┌──
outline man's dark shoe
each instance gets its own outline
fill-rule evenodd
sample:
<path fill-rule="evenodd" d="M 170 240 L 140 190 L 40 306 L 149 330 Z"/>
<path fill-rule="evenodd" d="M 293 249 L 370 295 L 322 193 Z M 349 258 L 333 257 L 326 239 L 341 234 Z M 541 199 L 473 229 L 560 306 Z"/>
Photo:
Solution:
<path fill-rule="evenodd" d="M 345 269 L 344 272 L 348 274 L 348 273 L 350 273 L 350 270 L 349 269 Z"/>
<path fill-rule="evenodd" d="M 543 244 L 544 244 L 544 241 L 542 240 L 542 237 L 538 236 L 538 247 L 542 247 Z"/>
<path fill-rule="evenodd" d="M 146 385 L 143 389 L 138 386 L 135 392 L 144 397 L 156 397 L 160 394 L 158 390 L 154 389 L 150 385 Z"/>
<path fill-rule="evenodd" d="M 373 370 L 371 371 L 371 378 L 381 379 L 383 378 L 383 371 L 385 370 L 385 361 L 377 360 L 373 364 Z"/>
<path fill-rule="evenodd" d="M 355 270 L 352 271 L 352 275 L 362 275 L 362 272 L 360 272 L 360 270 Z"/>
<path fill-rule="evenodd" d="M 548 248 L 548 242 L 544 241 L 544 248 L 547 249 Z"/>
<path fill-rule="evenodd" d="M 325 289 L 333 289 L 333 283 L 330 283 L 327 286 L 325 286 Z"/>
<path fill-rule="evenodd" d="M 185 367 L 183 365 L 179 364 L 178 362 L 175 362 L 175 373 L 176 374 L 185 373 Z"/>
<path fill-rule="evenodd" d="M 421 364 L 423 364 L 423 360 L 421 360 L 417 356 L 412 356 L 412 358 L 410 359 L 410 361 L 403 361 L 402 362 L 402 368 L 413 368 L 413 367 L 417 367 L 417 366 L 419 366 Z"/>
└──
## WHAT YOU NEED TO DO:
Each line of the data is to be retyped exactly as shown.

## SOLVED EXERCISE:
outline man's dark shoe
each instance gets its own outline
fill-rule evenodd
sample:
<path fill-rule="evenodd" d="M 170 240 L 140 190 L 40 306 L 149 330 Z"/>
<path fill-rule="evenodd" d="M 293 249 L 370 295 L 322 193 Z M 349 258 L 333 257 L 326 239 L 341 234 Z M 541 199 L 473 229 L 560 306 Z"/>
Photo:
Solution:
<path fill-rule="evenodd" d="M 345 269 L 344 272 L 348 274 L 348 273 L 350 273 L 350 270 L 349 269 Z"/>
<path fill-rule="evenodd" d="M 543 244 L 544 244 L 544 241 L 542 240 L 542 237 L 538 236 L 538 247 L 542 247 Z"/>
<path fill-rule="evenodd" d="M 146 385 L 143 389 L 138 386 L 135 392 L 144 397 L 156 397 L 160 394 L 158 390 L 154 389 L 150 385 Z"/>
<path fill-rule="evenodd" d="M 373 370 L 371 371 L 371 378 L 381 379 L 383 378 L 383 371 L 385 370 L 385 361 L 377 360 L 373 364 Z"/>
<path fill-rule="evenodd" d="M 355 270 L 352 271 L 352 275 L 362 275 L 362 272 L 360 272 L 360 270 Z"/>
<path fill-rule="evenodd" d="M 548 248 L 548 242 L 544 241 L 544 248 L 547 249 Z"/>
<path fill-rule="evenodd" d="M 325 289 L 333 289 L 333 283 L 330 283 L 327 286 L 325 286 Z"/>
<path fill-rule="evenodd" d="M 185 367 L 183 365 L 179 364 L 178 362 L 175 362 L 175 373 L 176 374 L 185 373 Z"/>
<path fill-rule="evenodd" d="M 421 364 L 423 364 L 423 360 L 421 360 L 417 356 L 412 356 L 412 358 L 410 359 L 410 361 L 403 361 L 402 362 L 402 368 L 413 368 L 413 367 L 417 367 L 417 366 L 419 366 Z"/>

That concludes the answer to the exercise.